Exercise set –
1: Extract the passage of the Blackpool weekend post from "28 February 2011" up to and including "that fantastic either).", copying it verbatim.
2: Continue the Blackpool weekend post, beginning right after its final sentence.
BEGIN Excerpted text
28 February 2011

No one ever addresses Blackpool's rock problem

As I’ve mentioned before, Andy and I have been staying with his mum until we find a place of our own. While I have nothing bad to say about Andy’s mum, the fact of the matter is that we’re staying with parents/a parent, which no matter how lovely that parent or parents are, it’s just a drag. Truth be told, I don’t think it has anything to do with staying with your folks – anytime you are basically living in someone else’s home it’s going to be a bit tough. So while we have only been in the UK for just over two weeks, we decided that we most definitely needed to take a weekend vacation for sanity purposes – both ours and for Andy’s mum (as having long term house guests isn’t exactly that fantastic either).

When we first decided to take this “mini-break”, I had it in my head that I wanted to see Stonehenge. While I still want to see Stonehenge (and will see Stonehenge dammit!), we didn’t think going somewhere 4-5 hours away was the best idea. I may be 5 weeks away from my due date but babies come when they want to. I suddenly had this fear of walking into Stonehenge and having some voodoo Druid magic make me give birth then and there but the baby would be possessed with glowing yellow eyes and a fondness for collecting droid parts. I obviously don’t know much about Druids but I always suspected that they looked a lot like jawas in ‘Star Wars’. ANYHOW, at the last minute we agreed that Blackpool was a good choice for our weekend away; though to be fair it was only because Andy used to say that Las Vegas was like Blackpool on acid. I was curious to see what Las Vegas sans acid actually looked like. Andy forgot to mention that Las Vegas sans acid is pretty closed during the winter months as its still recovering in a closet wondering why monocles and top hats are so damn freaky and for the love of god, stop that wall moving!
END Excerpted text
BEGIN Material provided
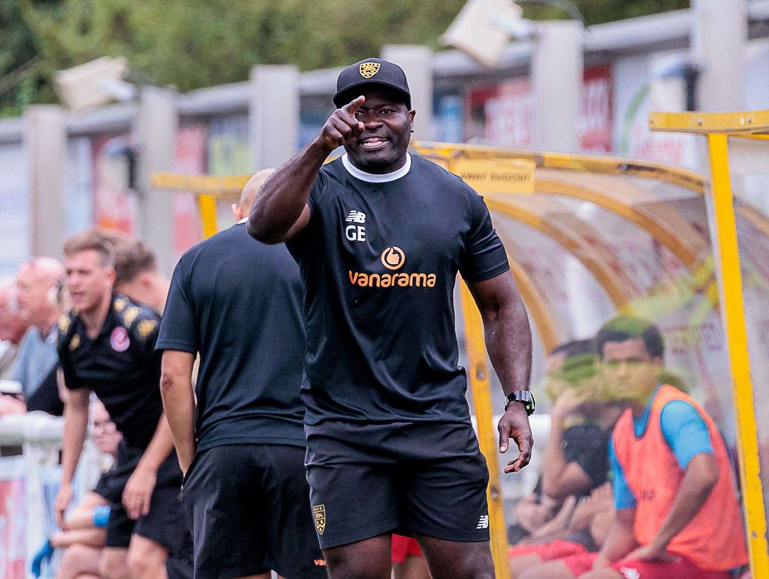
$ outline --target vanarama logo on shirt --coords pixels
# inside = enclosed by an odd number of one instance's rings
END Material provided
Response list –
1:
28 February 2011

No one ever addresses Blackpool's rock problem

As I’ve mentioned before, Andy and I have been staying with his mum until we find a place of our own. While I have nothing bad to say about Andy’s mum, the fact of the matter is that we’re staying with parents/a parent, which no matter how lovely that parent or parents are, it’s just a drag. Truth be told, I don’t think it has anything to do with staying with your folks – anytime you are basically living in someone else’s home it’s going to be a bit tough. So while we have only been in the UK for just over two weeks, we decided that we most definitely needed to take a weekend vacation for sanity purposes – both ours and for Andy’s mum (as having long term house guests isn’t exactly that fantastic either).

2:
Surely I can't be the only one who thought Druids look like jawas.

Blackpool is only 50 some miles away from Liverpool, so even though we set off in the late afternoon on Friday, we still managed to make it there in little over an hour. On the way, I learned that highway ‘accidents’ are called motorway ‘incidents’ here. Pointless trivia point for those back home. You’re welcome.

Blackpool Tower - under construction

When we arrived, we went ahead and checked into our B&B, the Craimer. I feel horrible about saying anything bad about this place because really, it was very clean and modern and the owners were incredibly nice. I mean, I think they were nice. One of the owners, Craig, was Scottish so I could only understand every 14th word coming out of his mouth, but I can recognize “bitch” and “slag” no matter how heavy your brogue is so I’m pretty confident he was a friendly sort. For 92 pounds for two nights we got a double en-suite room that included breakfast. They also had a little bar and pool table that guests can hang out in. As I said, it was clean and had to have been recently renovated. That said, the actually room we got was fucking tiny. I mean midget size. To any of you who have been on a cruise ship and couldn’t afford anything but economy class, you can picture the kind of room size I’m talking about (actually, think a wee bit smaller). The bathroom contained a shower stall, toilet, and a sink that would not be out of place on a small sized boat – all three fit into a space no larger than your average size bathtub. It was tiny and neither Andy nor I are tiny people. Let’s just say that for two days I wasn’t able to wash, much less shave, anywhere past the top of my knees and I hope you don’t hold that against me.

The Craimer: Fantastic for jawas!

Taken from sitting on the bed in the far corner of the room.  End of the bed is a 8 inch gap to the bathroom door.  Door on left is the door out (3 feet from bed)

After check in, we headed out to explore Blackpool. We actually did a lot of what we used to do when on vacation pre pregnancy – stopped in a pub for a couple drinks, went out and got some food, then went to a different pub for more drinks. Andy did my drinking for me though I fully admit to having a single pint of Guinness at this Irish pub called Scruffy Murphy’s. As a person who doesn’t normally like Guinness (it contains calcium and iron by the way) it was hands down the best pint of beer I’ve had – which only goes to show how much I miss beer.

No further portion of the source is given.